GIVEN TEXT:
There must be something that I'm missing here.  Once the "large" return value is copied to the local storage of the caller why wouldn't the storage associated with the temporary copy be immediately freed?  I don't know (not to say there isn't, just that I don't know it) of any way to re-access the return value of a function (without rerunning the function), so I don't see any value in retaining the temporary copy.  And if it's freed we shouldn't need to worry about the quantity of function calls adversely impacting the storage available for other, subsequent, work.
 
I changed the subject line as this thread has moved from an original posting with several problems to postings related to not prototyping the return value to postings related to use of "large" return values and the implications of doing so.  I know I'm beginning to get confused on which exact scenario a given note might be discussing lol

Bruce
Bruce Vining Services
507-206-4178

--- On Thu, 11/27/08, Barbara Morris <bmorris@xxxxxxxxxx> wrote:

From: Barbara Morris <bmorris@xxxxxxxxxx>
Subject: Re: Calling C from RPG: what am I doing wrong?
To: rpg400-l@xxxxxxxxxxxx
Date: Thursday, November 27, 2008, 7:47 PM

Nathan Andelin wrote:
Barbara eventually explained that this was an unavoidable
consequence of the code the compiler generates to handle varying
length return values, from which I concluded that such procedures
were potentially a bad practice.

Is this only with "large" return values? What about procedures
that
return say a 50 byte description [trimmed]?

desc = codeDesc(code);


The problem is proportional to the size of the return value. Calling a
procedure that returns 50 bytes should not be a problem unless you call
it a zillion times in the same procedure.

The problem isn't particularly related to varying-length return values.
There is some additional automatic storage required for a call to a
procedure returning a value (probably not integer or float return
values, though, unless they are arrays).

Varying-length return values are an issue because it seems like they
should only have to return the actual returned length, but actually they
have to return the prototype-defined length.

SET PROBLEM A:
In the mailing-list message above, what is the problem with return values said to be proportional to?
SET PROBLEM B:
Copy the mailing-list message word for word from "The problem is proportional" to "the prototype-defined length.".

RECORDED DATA:
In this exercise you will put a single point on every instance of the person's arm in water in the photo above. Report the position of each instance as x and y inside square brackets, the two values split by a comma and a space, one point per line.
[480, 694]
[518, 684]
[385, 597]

TASK OUTPUT A:
The size of the return value.

TASK OUTPUT B:
The problem is proportional to the size of the return value. Calling a
procedure that returns 50 bytes should not be a problem unless you call
it a zillion times in the same procedure.

The problem isn't particularly related to varying-length return values.
There is some additional automatic storage required for a call to a
procedure returning a value (probably not integer or float return
values, though, unless they are arrays).

Varying-length return values are an issue because it seems like they
should only have to return the actual returned length, but actually they
have to return the prototype-defined length.